§ ABOUT THIS EXERCISE: Copy each of the records exactly; leave nothing out.

[Data items]
=== Begin Enclosure ===
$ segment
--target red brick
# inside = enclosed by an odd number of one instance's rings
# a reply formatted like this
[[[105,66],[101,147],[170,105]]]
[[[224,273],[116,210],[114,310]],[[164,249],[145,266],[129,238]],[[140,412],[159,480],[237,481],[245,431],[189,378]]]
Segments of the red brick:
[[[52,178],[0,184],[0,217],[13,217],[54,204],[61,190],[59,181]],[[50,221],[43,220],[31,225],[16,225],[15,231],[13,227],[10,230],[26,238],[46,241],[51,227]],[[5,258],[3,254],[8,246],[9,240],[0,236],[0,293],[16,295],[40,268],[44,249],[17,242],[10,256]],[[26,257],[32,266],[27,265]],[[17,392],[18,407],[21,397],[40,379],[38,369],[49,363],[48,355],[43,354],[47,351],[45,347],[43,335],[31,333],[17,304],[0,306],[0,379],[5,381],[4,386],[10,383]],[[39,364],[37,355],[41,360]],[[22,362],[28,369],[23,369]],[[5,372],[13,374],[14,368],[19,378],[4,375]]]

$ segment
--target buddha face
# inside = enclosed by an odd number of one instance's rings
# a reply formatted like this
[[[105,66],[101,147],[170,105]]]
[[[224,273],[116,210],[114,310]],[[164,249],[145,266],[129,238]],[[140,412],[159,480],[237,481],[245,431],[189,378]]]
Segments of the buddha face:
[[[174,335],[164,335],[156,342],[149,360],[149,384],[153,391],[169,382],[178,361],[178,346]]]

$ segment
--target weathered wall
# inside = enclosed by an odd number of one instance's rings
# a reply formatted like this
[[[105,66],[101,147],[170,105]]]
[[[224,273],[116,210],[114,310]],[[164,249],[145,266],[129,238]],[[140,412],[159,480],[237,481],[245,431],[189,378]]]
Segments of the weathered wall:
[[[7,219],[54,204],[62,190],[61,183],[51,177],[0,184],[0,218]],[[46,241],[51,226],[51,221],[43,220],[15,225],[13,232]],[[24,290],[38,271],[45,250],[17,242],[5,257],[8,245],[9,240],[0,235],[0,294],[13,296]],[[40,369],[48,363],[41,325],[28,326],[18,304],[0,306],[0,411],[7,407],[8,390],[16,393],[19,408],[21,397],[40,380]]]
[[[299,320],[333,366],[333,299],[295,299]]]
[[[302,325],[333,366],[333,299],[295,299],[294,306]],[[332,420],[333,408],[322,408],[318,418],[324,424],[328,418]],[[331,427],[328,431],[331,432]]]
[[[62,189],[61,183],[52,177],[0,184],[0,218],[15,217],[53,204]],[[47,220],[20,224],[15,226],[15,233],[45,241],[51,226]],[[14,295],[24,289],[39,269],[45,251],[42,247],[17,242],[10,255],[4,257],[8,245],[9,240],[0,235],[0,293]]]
=== End Enclosure ===
§ ANSWER TO THIS EXERCISE:
$ segment
--target red brick
# inside = enclosed by an odd number of one instance's rings
# a reply formatted like this
[[[105,66],[101,147],[170,105]]]
[[[224,273],[116,210],[114,310]],[[164,249],[145,266],[129,238]],[[140,412],[159,480],[237,481],[245,431],[189,378]]]
Segments of the red brick:
[[[52,178],[0,184],[0,217],[13,217],[54,204],[61,190],[59,181]],[[50,221],[43,220],[31,225],[16,225],[15,231],[13,227],[10,230],[26,238],[46,241],[51,227]],[[5,258],[3,254],[8,246],[9,240],[0,236],[0,293],[16,295],[40,268],[44,249],[17,242],[10,256]],[[26,257],[32,266],[27,265]],[[17,392],[18,407],[21,397],[40,379],[38,369],[49,363],[48,355],[43,354],[47,351],[45,347],[43,335],[31,333],[17,304],[0,306],[0,379],[5,381],[4,386],[10,383]],[[39,364],[37,355],[41,360]],[[22,362],[28,369],[23,369]],[[5,372],[13,374],[14,368],[19,378],[4,375]]]

$ segment
--target buddha face
# inside = enclosed by an odd number of one instance's rings
# a reply formatted like this
[[[105,66],[101,147],[170,105]]]
[[[224,273],[116,210],[114,310]],[[164,249],[145,266],[129,238]],[[140,412],[159,480],[237,481],[245,431],[189,378]]]
Segments of the buddha face:
[[[174,335],[164,335],[156,342],[149,360],[149,384],[153,391],[169,382],[178,361],[178,346]]]

$ segment
--target weathered wall
# inside = enclosed by an odd number of one instance's rings
# a reply formatted like this
[[[105,66],[101,147],[170,105]]]
[[[224,273],[116,210],[114,310]],[[164,249],[145,266],[129,238]],[[140,412],[159,480],[237,481],[245,431],[189,378]]]
Segments of the weathered wall:
[[[7,219],[54,204],[62,190],[61,183],[51,177],[0,184],[0,218]],[[46,241],[51,226],[51,221],[43,220],[15,225],[13,232]],[[24,290],[38,271],[45,250],[17,242],[5,257],[8,245],[9,240],[0,235],[0,294],[13,296]],[[40,369],[48,363],[41,325],[28,326],[18,304],[0,306],[0,411],[7,407],[8,390],[16,393],[19,408],[21,397],[40,380]]]
[[[299,320],[333,366],[333,299],[295,299]]]
[[[302,325],[333,366],[333,299],[295,299],[294,306]],[[332,420],[333,408],[322,408],[318,418],[324,424],[328,418]],[[331,427],[328,431],[331,432]]]
[[[62,189],[61,183],[52,177],[0,184],[0,218],[15,217],[53,204]],[[47,220],[20,224],[15,226],[15,233],[45,241],[51,226]],[[14,295],[24,289],[39,269],[45,251],[42,247],[17,242],[10,255],[4,257],[8,245],[9,240],[0,235],[0,293]]]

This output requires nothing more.